Each entry below needs to be reproduced exactly as given.

[[ Given records, beginning ]]

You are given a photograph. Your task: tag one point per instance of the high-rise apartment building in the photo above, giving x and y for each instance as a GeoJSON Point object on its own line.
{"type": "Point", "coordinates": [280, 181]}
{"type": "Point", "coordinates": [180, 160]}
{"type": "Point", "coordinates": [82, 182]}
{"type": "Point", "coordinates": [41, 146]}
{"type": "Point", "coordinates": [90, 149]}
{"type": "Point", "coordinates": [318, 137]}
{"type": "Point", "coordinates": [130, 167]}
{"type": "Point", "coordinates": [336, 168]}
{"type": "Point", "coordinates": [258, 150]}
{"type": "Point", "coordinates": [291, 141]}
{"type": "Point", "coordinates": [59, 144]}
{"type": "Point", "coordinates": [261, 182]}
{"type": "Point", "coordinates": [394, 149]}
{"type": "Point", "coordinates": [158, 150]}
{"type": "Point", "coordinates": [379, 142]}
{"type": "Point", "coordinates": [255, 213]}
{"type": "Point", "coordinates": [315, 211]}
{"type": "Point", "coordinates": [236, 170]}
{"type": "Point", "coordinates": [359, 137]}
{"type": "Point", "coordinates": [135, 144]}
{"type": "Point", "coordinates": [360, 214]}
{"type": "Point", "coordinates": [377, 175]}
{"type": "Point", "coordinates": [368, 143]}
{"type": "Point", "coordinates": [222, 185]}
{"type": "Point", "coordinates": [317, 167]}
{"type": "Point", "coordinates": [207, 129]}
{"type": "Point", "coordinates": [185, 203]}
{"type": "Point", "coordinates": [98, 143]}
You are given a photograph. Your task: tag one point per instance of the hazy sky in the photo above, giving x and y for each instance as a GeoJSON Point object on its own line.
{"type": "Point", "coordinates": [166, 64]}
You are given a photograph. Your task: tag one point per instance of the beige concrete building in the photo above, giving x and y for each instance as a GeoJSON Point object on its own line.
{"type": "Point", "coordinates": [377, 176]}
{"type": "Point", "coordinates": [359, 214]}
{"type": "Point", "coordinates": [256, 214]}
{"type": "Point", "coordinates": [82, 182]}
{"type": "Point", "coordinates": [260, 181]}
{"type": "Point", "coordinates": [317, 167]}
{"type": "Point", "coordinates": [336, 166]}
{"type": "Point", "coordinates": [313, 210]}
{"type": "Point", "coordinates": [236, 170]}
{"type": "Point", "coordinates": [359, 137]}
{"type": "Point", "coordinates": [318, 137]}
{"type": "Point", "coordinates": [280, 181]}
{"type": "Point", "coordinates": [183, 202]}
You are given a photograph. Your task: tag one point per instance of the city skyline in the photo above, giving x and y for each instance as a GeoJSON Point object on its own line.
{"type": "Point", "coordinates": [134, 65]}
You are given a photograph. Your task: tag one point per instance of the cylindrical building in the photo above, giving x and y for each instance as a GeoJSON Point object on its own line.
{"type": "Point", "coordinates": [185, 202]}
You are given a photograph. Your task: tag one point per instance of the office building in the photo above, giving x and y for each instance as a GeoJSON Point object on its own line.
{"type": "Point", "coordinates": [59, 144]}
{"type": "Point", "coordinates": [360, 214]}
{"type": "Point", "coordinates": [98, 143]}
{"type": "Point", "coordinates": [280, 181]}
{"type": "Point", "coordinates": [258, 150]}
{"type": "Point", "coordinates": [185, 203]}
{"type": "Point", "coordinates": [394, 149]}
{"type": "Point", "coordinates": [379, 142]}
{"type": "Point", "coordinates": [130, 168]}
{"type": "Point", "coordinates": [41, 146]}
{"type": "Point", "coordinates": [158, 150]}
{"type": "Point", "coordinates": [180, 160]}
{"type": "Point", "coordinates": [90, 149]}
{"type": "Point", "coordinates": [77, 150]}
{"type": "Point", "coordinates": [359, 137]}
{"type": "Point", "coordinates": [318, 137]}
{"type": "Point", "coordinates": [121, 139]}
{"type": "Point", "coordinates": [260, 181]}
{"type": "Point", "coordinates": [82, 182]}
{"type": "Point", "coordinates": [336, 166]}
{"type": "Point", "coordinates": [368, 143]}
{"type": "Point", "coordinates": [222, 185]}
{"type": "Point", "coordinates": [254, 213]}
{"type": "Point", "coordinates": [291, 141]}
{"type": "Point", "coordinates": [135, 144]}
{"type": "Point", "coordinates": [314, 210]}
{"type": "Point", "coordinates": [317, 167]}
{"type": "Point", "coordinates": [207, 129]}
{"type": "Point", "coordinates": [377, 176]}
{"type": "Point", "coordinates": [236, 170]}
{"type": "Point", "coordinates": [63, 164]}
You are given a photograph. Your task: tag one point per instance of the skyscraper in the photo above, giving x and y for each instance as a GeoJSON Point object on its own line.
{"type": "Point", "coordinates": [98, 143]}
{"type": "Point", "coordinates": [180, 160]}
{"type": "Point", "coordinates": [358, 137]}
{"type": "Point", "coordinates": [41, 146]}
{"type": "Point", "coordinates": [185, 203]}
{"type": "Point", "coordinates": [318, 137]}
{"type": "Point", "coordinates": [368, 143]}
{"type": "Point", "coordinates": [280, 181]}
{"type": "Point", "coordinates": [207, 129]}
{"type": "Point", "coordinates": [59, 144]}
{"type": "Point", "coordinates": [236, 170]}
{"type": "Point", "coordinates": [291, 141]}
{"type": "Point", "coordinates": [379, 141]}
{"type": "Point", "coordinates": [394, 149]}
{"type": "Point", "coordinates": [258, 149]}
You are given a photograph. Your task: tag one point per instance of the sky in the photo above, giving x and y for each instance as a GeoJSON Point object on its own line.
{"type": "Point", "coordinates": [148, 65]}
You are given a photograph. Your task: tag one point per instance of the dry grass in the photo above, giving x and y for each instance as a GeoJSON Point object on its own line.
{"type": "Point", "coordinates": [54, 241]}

[[ Given records, end ]]

-- Task result --
You are given a photograph. Your task: tag one point per instance of the high-rise apartment building in the photo above, giving x and y for each instance as a GeoJSON Point object on its own line.
{"type": "Point", "coordinates": [280, 181]}
{"type": "Point", "coordinates": [180, 160]}
{"type": "Point", "coordinates": [82, 182]}
{"type": "Point", "coordinates": [41, 146]}
{"type": "Point", "coordinates": [90, 149]}
{"type": "Point", "coordinates": [318, 137]}
{"type": "Point", "coordinates": [130, 167]}
{"type": "Point", "coordinates": [336, 168]}
{"type": "Point", "coordinates": [258, 150]}
{"type": "Point", "coordinates": [291, 141]}
{"type": "Point", "coordinates": [59, 144]}
{"type": "Point", "coordinates": [261, 182]}
{"type": "Point", "coordinates": [394, 149]}
{"type": "Point", "coordinates": [158, 150]}
{"type": "Point", "coordinates": [379, 142]}
{"type": "Point", "coordinates": [255, 213]}
{"type": "Point", "coordinates": [315, 211]}
{"type": "Point", "coordinates": [236, 170]}
{"type": "Point", "coordinates": [359, 137]}
{"type": "Point", "coordinates": [135, 144]}
{"type": "Point", "coordinates": [360, 214]}
{"type": "Point", "coordinates": [377, 175]}
{"type": "Point", "coordinates": [368, 143]}
{"type": "Point", "coordinates": [222, 185]}
{"type": "Point", "coordinates": [317, 167]}
{"type": "Point", "coordinates": [207, 129]}
{"type": "Point", "coordinates": [185, 203]}
{"type": "Point", "coordinates": [98, 143]}
You are given a photograph. Your task: tag one point per instance of the hazy sky in the photo above, giving x and y for each instance as a GeoJSON Point object on its own line.
{"type": "Point", "coordinates": [166, 64]}
You are given a photograph. Your task: tag one point per instance of the beige concrete building in the photo above, giving x and y for each instance as a GeoJSON Point object on its own line.
{"type": "Point", "coordinates": [377, 176]}
{"type": "Point", "coordinates": [359, 214]}
{"type": "Point", "coordinates": [256, 214]}
{"type": "Point", "coordinates": [82, 182]}
{"type": "Point", "coordinates": [260, 181]}
{"type": "Point", "coordinates": [317, 167]}
{"type": "Point", "coordinates": [336, 166]}
{"type": "Point", "coordinates": [313, 210]}
{"type": "Point", "coordinates": [236, 170]}
{"type": "Point", "coordinates": [359, 137]}
{"type": "Point", "coordinates": [318, 137]}
{"type": "Point", "coordinates": [280, 181]}
{"type": "Point", "coordinates": [183, 202]}
You are given a photograph. Your task: tag one point per instance of the city skyline in the photo above, giving x and y for each instance as a GeoJSON Point object on its own line.
{"type": "Point", "coordinates": [134, 65]}
You are given a photograph. Your task: tag one point per instance of the cylindrical building in the photo above, giving x and y for each instance as a GeoJSON Point object on its own line.
{"type": "Point", "coordinates": [185, 202]}
You are given a photograph. Your task: tag one point per instance of the office building in the photo above, giving x and y for each instance as a GeoJSON Point object on its own line.
{"type": "Point", "coordinates": [59, 144]}
{"type": "Point", "coordinates": [360, 214]}
{"type": "Point", "coordinates": [98, 143]}
{"type": "Point", "coordinates": [280, 181]}
{"type": "Point", "coordinates": [258, 150]}
{"type": "Point", "coordinates": [185, 203]}
{"type": "Point", "coordinates": [394, 149]}
{"type": "Point", "coordinates": [379, 142]}
{"type": "Point", "coordinates": [130, 168]}
{"type": "Point", "coordinates": [41, 146]}
{"type": "Point", "coordinates": [158, 150]}
{"type": "Point", "coordinates": [180, 160]}
{"type": "Point", "coordinates": [90, 149]}
{"type": "Point", "coordinates": [77, 150]}
{"type": "Point", "coordinates": [359, 137]}
{"type": "Point", "coordinates": [318, 137]}
{"type": "Point", "coordinates": [121, 139]}
{"type": "Point", "coordinates": [260, 181]}
{"type": "Point", "coordinates": [82, 182]}
{"type": "Point", "coordinates": [336, 166]}
{"type": "Point", "coordinates": [368, 143]}
{"type": "Point", "coordinates": [222, 185]}
{"type": "Point", "coordinates": [254, 213]}
{"type": "Point", "coordinates": [291, 141]}
{"type": "Point", "coordinates": [135, 144]}
{"type": "Point", "coordinates": [314, 210]}
{"type": "Point", "coordinates": [317, 167]}
{"type": "Point", "coordinates": [207, 129]}
{"type": "Point", "coordinates": [377, 176]}
{"type": "Point", "coordinates": [236, 170]}
{"type": "Point", "coordinates": [63, 164]}
You are given a photograph. Your task: tag one point per instance of the skyscraper in the photo above, giving x and y for each instance as a GeoJSON Point object on its own line.
{"type": "Point", "coordinates": [98, 143]}
{"type": "Point", "coordinates": [180, 160]}
{"type": "Point", "coordinates": [358, 137]}
{"type": "Point", "coordinates": [41, 146]}
{"type": "Point", "coordinates": [185, 203]}
{"type": "Point", "coordinates": [318, 137]}
{"type": "Point", "coordinates": [368, 143]}
{"type": "Point", "coordinates": [280, 181]}
{"type": "Point", "coordinates": [207, 129]}
{"type": "Point", "coordinates": [59, 144]}
{"type": "Point", "coordinates": [236, 170]}
{"type": "Point", "coordinates": [291, 141]}
{"type": "Point", "coordinates": [379, 141]}
{"type": "Point", "coordinates": [394, 149]}
{"type": "Point", "coordinates": [258, 149]}
You are given a photograph. Your task: tag one point per instance of the sky in the photo above, giving x and y for each instance as a GeoJSON Point object on its own line.
{"type": "Point", "coordinates": [148, 65]}
You are given a photograph. Your task: tag one point per instance of the dry grass in the photo above, giving x and y for each instance as a GeoJSON Point object on its own line.
{"type": "Point", "coordinates": [54, 241]}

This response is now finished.